» **Set task**
Turn the records into a two-column CSV with the headers input and output, one row per record. Put each record's text in the input field and its answer in the output field, wrap every field in double quotes, and replace line breaks with spaces.

» **Rows**
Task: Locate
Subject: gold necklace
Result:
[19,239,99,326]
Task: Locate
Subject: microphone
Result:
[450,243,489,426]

» **Solution for this exercise**
input,output
"Task: Locate Subject: gold necklace Result:","[19,239,99,326]"
"Task: Locate Subject: microphone Result:","[450,243,489,426]"